**TO DO**
Rewrite every line of the records below, requests included, and offset each pixel coordinate in the answers by adding 116 to it. Leave the requests and the sample coordinates in their format notes unchanged.

Data items:
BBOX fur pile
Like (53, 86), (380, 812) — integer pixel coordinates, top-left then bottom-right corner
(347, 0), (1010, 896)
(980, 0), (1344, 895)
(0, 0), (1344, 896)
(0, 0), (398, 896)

**SOLUTION TO THIS TASK**
BBOX fur pile
Like (53, 86), (380, 812) — integer pixel coordinates, top-left then bottom-right corner
(463, 116), (1126, 1012)
(1096, 116), (1460, 1011)
(116, 116), (1460, 1012)
(116, 116), (514, 1012)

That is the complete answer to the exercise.